RECORDED INFORMATION START
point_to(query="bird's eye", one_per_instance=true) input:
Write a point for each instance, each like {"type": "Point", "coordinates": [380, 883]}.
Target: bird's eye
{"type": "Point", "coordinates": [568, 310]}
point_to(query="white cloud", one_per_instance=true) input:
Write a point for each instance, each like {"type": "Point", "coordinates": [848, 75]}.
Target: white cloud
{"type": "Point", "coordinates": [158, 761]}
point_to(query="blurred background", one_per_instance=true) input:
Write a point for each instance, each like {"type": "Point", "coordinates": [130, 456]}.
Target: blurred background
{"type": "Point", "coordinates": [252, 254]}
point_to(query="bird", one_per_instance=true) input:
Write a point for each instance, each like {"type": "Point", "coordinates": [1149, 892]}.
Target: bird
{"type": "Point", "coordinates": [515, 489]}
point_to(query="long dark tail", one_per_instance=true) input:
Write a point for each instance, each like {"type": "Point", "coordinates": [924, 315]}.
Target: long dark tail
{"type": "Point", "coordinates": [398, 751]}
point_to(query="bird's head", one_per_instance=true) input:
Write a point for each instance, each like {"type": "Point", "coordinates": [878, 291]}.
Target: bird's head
RECORDED INFORMATION END
> REQUIRED WORK:
Exact copies of the lines from the one with "Target: blurred background" through the final line of the listing should be returned, and no other lines.

> EXERCISE OUTPUT:
Target: blurred background
{"type": "Point", "coordinates": [252, 254]}
point_to(query="bird", one_per_instance=true) input:
Write a point for each instance, each like {"type": "Point", "coordinates": [1149, 892]}.
Target: bird
{"type": "Point", "coordinates": [515, 489]}
point_to(query="long dark tail", one_per_instance=true) input:
Write a point for each instance, each like {"type": "Point", "coordinates": [924, 315]}.
Target: long dark tail
{"type": "Point", "coordinates": [398, 751]}
point_to(query="bird's head", one_per_instance=true) input:
Write a point for each instance, each like {"type": "Point", "coordinates": [878, 291]}.
Target: bird's head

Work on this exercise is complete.